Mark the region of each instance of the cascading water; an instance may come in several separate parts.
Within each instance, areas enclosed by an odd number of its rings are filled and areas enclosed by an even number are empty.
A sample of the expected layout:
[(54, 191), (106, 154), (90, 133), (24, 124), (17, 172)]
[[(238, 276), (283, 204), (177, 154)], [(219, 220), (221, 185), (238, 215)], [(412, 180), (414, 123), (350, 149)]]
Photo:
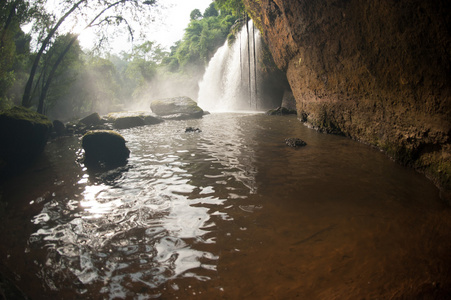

____________

◆ **What to produce**:
Filter the entries down to the lines containing "instance". Copy each of those lines.

◆ **Expected answer**:
Mark the region of each instance of the cascading water; an instance may come in several separate parts.
Within each instance, areas enclosed by an odd number of its rings are filled and areas enclosed by an even number are empty.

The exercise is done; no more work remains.